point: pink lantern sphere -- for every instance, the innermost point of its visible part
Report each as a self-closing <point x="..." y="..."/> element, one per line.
= = =
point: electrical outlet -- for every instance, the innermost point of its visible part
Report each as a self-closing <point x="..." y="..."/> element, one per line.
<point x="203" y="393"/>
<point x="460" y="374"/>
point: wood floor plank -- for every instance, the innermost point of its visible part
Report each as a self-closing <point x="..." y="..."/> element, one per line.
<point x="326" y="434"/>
= = =
_What is being asked_.
Pick out every line above that contains the string "innermost" and copy each one in full. Case counts.

_Correct answer_.
point: pink lantern sphere -- for every instance, the innermost point of its visible part
point: electrical outlet -- for every instance, the innermost point of its visible part
point: wood floor plank -- for every instance, the innermost point of its visible part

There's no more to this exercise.